_REQUIRED WORK_:
1/ In the IBIE 2022 passage, who is named as the chief executive officer of BEMA?
2/ Swap "opportunities" for "chances" and write out the IBIE 2022 passage from "Typically, the grain-based" up to and including "last three years.".

The challenges overcome in planning IBIE 2022 were formidable, but the excitement and success evident in the event’s first days are cause for great celebration, said Kerwin Brown, the chief executive officer of BEMA. 

In an interview Sept. 19, Brown reflected on an IBIE that at the same time appears to be “business as usual” and also is an IBIE like no other. He cited an unusually high level of “fun energy” that occurs “when people who haven’t seen one another in a while are able to get together.”

“Our show cycle is the same,” he said. “I know of no other trade show in any other industry that wasn’t affected. Everyone was affected, except us. We were here in 2019, and we’re here in 2022. So it should feel normal. But it’s anything but normal because of what happened in between.”

Typically, the grain-based foods industry has many opportunities to gather in the three years from one IBIE to the next. Because of the COVID-19 pandemic, that wasn’t the case for much of the last three years.

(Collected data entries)
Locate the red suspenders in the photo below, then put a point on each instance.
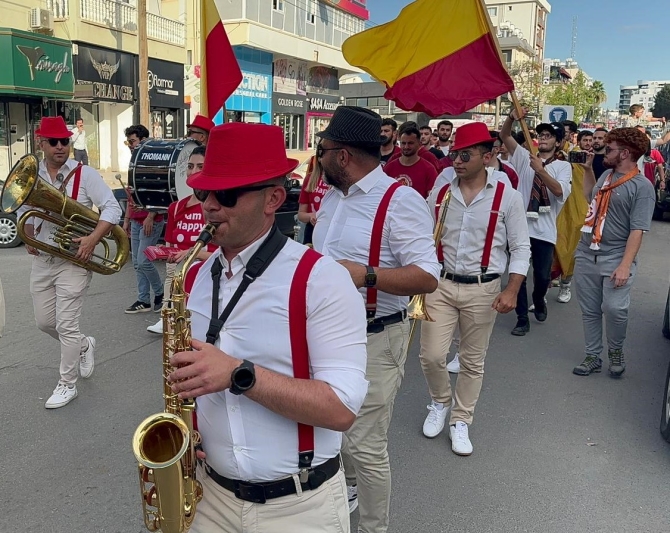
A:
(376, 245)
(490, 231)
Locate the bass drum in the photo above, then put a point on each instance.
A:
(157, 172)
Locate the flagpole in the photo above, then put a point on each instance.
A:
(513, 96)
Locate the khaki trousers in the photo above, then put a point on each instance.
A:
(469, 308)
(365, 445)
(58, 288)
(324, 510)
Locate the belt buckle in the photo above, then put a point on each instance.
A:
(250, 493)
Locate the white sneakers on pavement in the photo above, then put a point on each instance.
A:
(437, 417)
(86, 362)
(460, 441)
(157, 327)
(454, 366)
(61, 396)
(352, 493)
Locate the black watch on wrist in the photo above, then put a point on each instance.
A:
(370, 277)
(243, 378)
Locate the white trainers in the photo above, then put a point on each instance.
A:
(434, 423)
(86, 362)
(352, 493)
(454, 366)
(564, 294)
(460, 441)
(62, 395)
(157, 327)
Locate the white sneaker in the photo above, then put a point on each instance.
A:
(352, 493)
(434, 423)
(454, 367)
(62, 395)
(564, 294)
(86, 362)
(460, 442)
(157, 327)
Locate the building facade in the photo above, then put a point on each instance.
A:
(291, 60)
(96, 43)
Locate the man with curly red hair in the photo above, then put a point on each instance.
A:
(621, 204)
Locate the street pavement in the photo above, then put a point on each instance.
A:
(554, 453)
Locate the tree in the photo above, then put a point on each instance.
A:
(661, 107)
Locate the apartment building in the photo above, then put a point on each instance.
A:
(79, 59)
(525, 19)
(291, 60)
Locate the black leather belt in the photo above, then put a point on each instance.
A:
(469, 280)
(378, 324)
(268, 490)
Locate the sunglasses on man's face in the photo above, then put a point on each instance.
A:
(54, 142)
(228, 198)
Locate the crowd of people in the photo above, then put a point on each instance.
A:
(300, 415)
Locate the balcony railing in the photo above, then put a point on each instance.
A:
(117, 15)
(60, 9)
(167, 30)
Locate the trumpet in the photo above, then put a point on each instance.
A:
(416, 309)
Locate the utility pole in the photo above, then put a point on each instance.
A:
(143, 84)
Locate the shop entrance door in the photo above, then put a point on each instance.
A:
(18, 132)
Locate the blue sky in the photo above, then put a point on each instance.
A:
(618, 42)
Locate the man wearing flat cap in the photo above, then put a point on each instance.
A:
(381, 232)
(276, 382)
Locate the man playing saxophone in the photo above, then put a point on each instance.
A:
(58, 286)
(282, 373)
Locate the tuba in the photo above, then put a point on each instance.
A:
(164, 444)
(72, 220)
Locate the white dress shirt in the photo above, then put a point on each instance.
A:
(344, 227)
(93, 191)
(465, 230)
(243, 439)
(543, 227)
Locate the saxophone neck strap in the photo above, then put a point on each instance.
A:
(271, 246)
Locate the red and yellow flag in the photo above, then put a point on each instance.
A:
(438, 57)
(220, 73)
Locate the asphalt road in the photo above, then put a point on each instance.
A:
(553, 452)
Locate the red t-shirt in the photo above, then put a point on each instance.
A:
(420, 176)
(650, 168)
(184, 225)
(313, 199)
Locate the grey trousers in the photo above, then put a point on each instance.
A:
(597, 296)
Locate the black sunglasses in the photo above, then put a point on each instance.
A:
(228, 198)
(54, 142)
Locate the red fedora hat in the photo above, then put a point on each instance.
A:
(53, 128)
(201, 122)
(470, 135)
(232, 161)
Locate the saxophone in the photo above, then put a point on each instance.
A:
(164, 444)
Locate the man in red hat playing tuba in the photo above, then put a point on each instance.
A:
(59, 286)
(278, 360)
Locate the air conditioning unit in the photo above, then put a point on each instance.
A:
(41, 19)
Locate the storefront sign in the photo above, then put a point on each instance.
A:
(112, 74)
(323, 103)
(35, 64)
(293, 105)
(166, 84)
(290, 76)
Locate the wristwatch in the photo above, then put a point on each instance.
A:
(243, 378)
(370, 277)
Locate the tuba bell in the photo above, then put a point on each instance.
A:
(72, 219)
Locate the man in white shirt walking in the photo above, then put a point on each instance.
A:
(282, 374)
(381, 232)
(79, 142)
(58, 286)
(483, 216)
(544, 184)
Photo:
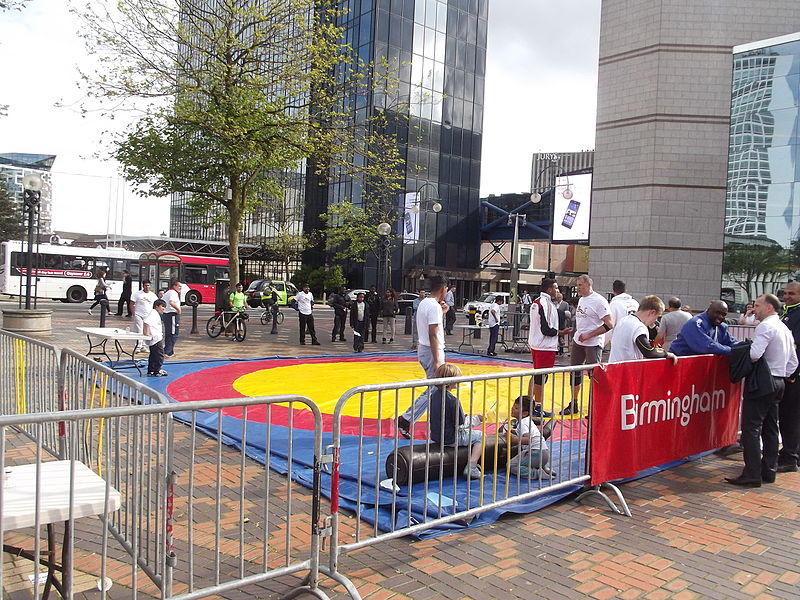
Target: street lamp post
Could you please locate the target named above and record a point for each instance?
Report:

_ANSWERS PROVIDED_:
1/ Kerwin Brown

2/
Typically, the grain-based foods industry has many chances to gather in the three years from one IBIE to the next. Because of the COVID-19 pandemic, that wasn’t the case for much of the last three years.